----- THE DATA

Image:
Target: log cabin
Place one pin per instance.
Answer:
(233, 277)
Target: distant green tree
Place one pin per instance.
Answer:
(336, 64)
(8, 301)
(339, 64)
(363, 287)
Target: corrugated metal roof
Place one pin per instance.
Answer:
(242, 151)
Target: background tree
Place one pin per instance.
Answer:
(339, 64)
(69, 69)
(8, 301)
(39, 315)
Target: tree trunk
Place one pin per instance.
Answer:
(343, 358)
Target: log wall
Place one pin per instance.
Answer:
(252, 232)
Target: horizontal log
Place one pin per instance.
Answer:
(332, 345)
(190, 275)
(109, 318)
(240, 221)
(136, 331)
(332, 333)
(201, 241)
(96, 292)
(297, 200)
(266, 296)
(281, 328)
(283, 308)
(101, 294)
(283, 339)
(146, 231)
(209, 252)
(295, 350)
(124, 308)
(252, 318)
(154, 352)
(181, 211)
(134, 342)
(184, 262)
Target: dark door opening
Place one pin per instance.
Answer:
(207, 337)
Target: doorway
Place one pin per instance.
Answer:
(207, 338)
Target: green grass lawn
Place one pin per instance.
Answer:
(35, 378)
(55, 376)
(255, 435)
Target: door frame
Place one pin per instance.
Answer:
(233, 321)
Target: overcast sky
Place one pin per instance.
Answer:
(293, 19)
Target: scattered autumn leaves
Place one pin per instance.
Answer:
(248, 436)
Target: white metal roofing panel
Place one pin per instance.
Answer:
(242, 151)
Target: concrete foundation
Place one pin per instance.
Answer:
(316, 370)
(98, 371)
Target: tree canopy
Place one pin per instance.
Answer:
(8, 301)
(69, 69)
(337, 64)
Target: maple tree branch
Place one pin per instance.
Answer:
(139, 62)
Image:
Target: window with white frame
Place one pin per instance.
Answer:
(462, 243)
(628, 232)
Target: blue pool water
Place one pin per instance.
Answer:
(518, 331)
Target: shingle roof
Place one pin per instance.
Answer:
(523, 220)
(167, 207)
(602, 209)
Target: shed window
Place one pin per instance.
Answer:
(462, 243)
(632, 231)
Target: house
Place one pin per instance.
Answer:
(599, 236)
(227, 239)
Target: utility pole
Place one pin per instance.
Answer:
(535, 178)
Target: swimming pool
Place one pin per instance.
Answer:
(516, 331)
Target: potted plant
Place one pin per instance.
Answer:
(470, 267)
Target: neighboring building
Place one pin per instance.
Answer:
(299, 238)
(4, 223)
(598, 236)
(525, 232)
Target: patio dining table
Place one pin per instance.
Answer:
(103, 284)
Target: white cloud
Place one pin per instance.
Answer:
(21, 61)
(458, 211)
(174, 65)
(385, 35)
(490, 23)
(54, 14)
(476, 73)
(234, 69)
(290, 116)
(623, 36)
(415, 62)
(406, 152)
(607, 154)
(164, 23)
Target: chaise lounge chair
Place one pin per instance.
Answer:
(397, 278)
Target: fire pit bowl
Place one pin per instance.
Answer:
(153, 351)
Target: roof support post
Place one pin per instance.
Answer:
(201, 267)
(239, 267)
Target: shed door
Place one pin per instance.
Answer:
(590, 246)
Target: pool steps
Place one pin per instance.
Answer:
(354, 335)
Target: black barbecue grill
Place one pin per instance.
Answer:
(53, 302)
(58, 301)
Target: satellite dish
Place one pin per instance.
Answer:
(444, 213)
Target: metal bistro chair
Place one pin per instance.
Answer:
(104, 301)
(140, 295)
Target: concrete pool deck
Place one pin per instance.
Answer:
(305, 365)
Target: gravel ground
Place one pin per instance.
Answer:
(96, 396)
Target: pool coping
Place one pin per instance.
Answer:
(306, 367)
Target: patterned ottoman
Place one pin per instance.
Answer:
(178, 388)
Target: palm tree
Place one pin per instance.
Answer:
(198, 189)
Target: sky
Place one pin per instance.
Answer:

----------

**WORK ITEM:** In which lines of the records does the word "white" appear? Copy each of them.

**RESPONSE:**
Target: white metal roofing panel
Target: window with white frame
Target: white cloud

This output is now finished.